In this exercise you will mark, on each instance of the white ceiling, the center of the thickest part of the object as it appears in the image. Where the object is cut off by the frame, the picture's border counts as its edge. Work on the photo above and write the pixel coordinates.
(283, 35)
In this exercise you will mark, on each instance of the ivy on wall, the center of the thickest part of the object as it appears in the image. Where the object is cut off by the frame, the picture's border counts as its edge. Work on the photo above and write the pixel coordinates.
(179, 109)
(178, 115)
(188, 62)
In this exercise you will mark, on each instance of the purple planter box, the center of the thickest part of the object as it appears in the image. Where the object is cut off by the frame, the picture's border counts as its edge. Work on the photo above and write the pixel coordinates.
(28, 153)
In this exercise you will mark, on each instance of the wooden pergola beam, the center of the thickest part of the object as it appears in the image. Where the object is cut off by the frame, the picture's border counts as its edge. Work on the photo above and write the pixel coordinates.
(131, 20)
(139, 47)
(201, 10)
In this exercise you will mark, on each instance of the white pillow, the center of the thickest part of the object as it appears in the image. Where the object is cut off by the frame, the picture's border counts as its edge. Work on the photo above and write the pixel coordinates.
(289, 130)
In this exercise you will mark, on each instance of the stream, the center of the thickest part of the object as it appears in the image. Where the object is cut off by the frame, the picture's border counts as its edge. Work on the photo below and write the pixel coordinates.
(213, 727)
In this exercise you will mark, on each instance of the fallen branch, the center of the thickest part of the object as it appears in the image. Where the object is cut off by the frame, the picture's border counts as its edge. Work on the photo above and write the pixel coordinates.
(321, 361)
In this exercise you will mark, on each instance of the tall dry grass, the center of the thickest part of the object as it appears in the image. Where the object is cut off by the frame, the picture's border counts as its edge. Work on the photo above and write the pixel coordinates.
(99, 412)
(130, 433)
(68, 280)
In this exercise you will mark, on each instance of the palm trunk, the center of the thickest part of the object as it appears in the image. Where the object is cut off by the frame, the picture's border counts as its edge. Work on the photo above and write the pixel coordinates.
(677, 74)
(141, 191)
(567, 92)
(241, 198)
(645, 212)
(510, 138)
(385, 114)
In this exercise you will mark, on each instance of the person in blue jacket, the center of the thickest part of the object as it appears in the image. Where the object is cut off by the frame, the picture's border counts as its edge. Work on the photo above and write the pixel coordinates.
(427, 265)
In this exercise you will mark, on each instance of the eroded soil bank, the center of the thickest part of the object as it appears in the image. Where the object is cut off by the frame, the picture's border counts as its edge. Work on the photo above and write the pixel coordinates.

════════════════════

_Action item_
Repeat the data exactly, with every line included.

_Answer for the task_
In this exercise you will mark, on each instance of the white ceiling, the center of the thickest part of the object as it appears in the image. Where the object is cut off by the frame, the picture's border counts as its edge. Work on the photo above and write the pixel coordinates.
(283, 35)
In this exercise you will mark, on each instance of the ivy on wall, the center of the thickest part of the object as it appears in the image. Where the object is cut off by the frame, the picture's border counts as its edge. Work on the photo above and write the pixel coordinates.
(179, 109)
(178, 115)
(188, 62)
In this exercise you will mark, on each instance of the purple planter box, the center of the thickest part of the object as it appears in the image. Where the object is cut off by the frame, the picture's border counts as its edge. Work on the photo above and write the pixel coordinates.
(28, 153)
In this exercise you will mark, on each instance of the wooden pergola beam, the center of the thickest part of the object as it appears in the image. Where the object is cut off by the frame, the picture's border counts as its edge. Work on the photo above and write the pixel coordinates.
(131, 20)
(139, 47)
(201, 10)
In this exercise you will mark, on each instance of the white pillow, the center of the thickest part of the object as it appears in the image. Where the object is cut off by the frame, the picture's border counts as its edge. Work on the photo above and write the pixel coordinates.
(289, 130)
In this exercise you will mark, on each instance of the stream, the center of the thickest part of the object as it appears in the image. Where the object is cut off by the frame, the picture's border counts as its edge. Work on the photo below and write the pixel coordinates.
(213, 727)
In this exercise you will mark, on each instance of the fallen branch, the center of the thickest part of the object as it appears in the image. Where the object is cut off by the frame, the picture's border counts as its edge. Work on the photo above and write the pixel coordinates.
(321, 361)
In this exercise you will mark, on each instance of the tall dry grass, the center of the thickest part of the object as it appears in the image. Where the object is cut off by the frame, the picture's border counts as its edge. Work on the photo above and write the pixel coordinates.
(99, 412)
(130, 433)
(68, 280)
In this exercise you will mark, on each instance of the palm trunk, the center of the thickest part of the object as it appears in the image. Where the object is cut off by the frame, the picture's border counts as its edge. Work on the photo above and write the pixel coordinates.
(677, 74)
(141, 191)
(567, 92)
(241, 198)
(645, 212)
(510, 138)
(385, 114)
In this exercise you will mark, on each instance of the person in blue jacket, the center of the thickest part of the object as it appears in the image. Where the object is cut off by the frame, the picture's border counts as its edge. Work on the photo above and write the pixel coordinates.
(427, 265)
In this exercise you will mark, on each instance of the eroded soil bank, the center of the thickest part of the object as it appears in the image. Where the object is cut off by the frame, the picture's border counts as its edge. Work on the photo above and write the pixel coordinates.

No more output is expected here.